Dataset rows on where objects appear

* * * *

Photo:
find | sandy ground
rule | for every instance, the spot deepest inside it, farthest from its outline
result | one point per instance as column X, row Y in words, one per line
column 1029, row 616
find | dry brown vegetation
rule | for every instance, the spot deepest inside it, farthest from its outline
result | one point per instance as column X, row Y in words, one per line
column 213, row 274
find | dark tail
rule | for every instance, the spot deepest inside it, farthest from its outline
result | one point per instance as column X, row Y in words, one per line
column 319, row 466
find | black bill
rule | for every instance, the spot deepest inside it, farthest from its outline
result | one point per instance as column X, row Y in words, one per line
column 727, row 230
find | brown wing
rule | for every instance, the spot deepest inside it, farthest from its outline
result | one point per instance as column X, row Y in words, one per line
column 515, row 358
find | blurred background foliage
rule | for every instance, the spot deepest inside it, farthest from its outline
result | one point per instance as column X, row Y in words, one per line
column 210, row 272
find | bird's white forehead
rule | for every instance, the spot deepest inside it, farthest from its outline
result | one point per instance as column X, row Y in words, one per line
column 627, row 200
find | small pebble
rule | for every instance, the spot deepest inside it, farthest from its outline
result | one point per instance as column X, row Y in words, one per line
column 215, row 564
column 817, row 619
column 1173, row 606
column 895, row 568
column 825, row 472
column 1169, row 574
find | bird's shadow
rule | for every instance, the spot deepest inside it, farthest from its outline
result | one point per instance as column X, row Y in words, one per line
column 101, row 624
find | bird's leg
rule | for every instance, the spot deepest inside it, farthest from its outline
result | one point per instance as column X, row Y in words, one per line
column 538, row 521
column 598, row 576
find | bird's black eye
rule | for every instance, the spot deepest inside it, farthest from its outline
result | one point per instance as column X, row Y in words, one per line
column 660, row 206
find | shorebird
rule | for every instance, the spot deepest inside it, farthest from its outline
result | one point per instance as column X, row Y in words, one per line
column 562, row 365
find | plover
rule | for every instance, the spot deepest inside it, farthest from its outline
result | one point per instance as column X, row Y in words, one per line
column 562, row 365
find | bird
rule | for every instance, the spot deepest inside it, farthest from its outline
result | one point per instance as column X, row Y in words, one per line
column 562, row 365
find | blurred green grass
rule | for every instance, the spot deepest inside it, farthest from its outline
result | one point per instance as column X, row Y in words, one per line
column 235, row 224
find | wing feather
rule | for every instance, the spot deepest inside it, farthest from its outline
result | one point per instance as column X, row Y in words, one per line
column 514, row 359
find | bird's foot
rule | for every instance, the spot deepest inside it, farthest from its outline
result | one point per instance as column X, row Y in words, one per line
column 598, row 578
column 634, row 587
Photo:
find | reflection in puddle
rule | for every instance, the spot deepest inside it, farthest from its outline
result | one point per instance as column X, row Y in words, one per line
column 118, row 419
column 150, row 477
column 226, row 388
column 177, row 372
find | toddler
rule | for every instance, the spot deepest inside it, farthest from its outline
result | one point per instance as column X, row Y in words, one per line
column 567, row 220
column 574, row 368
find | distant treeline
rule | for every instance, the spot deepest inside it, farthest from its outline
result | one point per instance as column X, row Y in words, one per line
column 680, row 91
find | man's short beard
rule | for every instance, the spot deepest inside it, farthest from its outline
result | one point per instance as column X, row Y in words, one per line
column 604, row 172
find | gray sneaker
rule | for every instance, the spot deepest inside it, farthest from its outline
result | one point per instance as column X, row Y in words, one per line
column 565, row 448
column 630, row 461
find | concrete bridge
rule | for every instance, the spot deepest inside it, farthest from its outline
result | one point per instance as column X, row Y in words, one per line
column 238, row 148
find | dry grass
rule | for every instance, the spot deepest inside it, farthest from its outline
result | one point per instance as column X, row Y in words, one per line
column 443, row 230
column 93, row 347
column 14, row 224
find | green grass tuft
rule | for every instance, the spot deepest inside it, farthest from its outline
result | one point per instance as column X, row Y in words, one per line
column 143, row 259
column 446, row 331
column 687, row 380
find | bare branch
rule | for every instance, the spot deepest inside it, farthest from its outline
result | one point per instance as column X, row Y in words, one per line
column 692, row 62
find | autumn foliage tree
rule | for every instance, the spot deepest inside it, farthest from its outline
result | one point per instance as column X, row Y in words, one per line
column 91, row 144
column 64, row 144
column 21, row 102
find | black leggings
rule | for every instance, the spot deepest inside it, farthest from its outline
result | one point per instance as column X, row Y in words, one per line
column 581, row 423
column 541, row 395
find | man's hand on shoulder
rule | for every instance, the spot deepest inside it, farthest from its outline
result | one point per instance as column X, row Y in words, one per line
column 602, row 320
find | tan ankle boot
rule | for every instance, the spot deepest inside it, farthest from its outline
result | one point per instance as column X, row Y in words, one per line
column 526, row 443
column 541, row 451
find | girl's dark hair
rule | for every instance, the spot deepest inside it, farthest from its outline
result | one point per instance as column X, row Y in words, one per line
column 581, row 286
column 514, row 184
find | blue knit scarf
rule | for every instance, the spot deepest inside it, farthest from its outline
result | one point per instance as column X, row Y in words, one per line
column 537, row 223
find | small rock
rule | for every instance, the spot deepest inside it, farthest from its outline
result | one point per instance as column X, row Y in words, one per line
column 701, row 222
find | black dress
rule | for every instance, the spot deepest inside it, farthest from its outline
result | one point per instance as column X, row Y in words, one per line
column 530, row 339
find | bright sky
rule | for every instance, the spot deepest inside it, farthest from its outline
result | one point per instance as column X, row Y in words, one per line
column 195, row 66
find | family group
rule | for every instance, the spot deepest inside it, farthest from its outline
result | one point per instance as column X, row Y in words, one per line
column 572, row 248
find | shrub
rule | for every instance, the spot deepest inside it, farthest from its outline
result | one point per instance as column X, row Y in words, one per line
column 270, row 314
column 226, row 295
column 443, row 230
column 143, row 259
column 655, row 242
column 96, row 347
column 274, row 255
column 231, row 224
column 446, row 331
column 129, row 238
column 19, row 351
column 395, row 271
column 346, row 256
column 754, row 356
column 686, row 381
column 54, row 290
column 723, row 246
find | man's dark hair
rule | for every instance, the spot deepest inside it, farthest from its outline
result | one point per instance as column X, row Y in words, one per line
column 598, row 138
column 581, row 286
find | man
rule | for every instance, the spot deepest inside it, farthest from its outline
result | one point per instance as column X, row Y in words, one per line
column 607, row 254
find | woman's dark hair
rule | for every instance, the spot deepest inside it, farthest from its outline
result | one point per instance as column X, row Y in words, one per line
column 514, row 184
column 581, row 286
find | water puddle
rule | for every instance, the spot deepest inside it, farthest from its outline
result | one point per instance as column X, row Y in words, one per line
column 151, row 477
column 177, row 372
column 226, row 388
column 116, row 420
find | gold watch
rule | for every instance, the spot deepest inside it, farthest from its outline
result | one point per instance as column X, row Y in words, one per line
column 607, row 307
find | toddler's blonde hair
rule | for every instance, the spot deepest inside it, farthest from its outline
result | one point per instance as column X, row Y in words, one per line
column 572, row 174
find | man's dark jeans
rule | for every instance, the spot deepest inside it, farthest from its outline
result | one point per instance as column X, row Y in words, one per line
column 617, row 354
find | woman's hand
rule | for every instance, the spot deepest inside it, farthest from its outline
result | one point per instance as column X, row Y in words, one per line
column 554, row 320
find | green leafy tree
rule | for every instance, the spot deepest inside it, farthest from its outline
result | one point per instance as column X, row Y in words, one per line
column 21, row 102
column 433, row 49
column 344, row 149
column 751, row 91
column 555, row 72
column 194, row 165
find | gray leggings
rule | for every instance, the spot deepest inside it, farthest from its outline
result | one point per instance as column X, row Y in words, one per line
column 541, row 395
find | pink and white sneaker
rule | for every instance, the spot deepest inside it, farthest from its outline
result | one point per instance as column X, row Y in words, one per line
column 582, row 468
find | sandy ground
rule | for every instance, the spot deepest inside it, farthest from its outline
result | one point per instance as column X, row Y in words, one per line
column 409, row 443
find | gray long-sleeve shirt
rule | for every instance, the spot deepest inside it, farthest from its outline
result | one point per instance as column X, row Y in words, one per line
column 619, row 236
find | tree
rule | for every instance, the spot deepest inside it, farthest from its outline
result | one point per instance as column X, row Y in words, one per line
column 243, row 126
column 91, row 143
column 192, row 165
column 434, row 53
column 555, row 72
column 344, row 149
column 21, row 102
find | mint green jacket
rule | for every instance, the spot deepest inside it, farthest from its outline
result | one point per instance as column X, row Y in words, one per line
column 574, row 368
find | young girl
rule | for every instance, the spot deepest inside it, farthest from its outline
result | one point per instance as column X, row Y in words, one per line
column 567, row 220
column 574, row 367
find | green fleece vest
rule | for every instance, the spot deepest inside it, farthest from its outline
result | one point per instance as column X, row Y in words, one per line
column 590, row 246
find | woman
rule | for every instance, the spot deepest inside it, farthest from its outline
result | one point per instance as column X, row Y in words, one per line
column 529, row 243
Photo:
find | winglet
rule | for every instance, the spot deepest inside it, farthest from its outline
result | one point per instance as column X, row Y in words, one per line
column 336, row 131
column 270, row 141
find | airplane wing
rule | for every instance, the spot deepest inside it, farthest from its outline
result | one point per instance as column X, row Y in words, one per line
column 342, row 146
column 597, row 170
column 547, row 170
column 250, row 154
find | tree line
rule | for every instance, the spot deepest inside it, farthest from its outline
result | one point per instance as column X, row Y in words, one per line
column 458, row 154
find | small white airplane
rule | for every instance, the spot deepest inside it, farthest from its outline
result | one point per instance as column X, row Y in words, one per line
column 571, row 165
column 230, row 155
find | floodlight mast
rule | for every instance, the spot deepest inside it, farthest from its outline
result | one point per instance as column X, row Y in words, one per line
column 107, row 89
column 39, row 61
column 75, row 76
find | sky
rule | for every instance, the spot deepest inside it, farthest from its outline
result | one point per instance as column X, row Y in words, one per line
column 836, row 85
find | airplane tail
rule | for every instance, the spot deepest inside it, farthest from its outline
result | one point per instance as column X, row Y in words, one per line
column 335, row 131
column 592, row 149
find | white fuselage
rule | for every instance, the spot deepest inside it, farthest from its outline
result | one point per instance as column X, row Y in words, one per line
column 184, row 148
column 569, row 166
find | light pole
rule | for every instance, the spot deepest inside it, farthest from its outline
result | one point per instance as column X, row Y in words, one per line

* * * *

YOUR GOAL:
Format the part of the material above that opens with the line containing "find | tree line" and closes with the line containing "column 458, row 154" as a JSON list of strings, one string per line with blank lines left out.

SOLUTION FOR THIS PROBLEM:
[
  "find | tree line",
  "rule | for every instance, the spot deepest inside it, farthest from its outline",
  "result | one point per instance as column X, row Y in words, one per line",
  "column 458, row 154"
]